-- Records provided follows --
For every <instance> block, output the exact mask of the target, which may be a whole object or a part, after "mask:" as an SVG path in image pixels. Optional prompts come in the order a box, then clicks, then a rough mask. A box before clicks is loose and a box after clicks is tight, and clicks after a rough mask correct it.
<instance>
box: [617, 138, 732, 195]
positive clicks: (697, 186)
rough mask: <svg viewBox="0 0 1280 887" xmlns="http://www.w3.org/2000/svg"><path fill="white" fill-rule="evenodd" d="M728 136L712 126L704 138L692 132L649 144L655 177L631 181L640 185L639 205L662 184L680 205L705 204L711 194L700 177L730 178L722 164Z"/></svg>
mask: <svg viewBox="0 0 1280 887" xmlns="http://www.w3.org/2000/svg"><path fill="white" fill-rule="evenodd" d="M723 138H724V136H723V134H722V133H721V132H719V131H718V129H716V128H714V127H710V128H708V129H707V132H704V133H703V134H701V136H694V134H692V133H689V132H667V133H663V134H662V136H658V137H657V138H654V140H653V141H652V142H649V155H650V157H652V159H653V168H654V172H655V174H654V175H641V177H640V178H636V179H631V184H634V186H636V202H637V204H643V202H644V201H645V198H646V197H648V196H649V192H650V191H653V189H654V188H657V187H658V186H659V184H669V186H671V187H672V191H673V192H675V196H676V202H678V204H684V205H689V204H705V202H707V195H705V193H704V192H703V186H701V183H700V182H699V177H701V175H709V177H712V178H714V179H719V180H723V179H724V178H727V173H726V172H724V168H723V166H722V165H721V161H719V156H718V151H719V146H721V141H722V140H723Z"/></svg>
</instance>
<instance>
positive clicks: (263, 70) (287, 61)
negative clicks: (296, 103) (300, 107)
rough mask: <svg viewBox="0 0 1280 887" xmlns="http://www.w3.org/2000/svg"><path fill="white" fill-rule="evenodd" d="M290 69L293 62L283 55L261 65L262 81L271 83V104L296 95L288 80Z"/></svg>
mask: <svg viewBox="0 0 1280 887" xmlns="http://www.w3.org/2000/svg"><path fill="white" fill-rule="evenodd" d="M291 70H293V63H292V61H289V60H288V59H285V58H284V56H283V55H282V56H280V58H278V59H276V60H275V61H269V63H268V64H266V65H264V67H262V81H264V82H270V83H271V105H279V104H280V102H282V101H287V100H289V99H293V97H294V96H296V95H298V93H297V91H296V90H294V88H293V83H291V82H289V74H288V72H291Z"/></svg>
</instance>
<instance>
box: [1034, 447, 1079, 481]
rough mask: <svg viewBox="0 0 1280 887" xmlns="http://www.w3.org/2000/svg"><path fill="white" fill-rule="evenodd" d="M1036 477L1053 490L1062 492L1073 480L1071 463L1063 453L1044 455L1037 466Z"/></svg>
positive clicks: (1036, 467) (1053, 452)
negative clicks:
-- Records provided concluded --
Task item ▸ Filter the entries above and keep only the lines with the word "negative".

Written response ▸
negative clicks: (296, 103) (300, 107)
negative clicks:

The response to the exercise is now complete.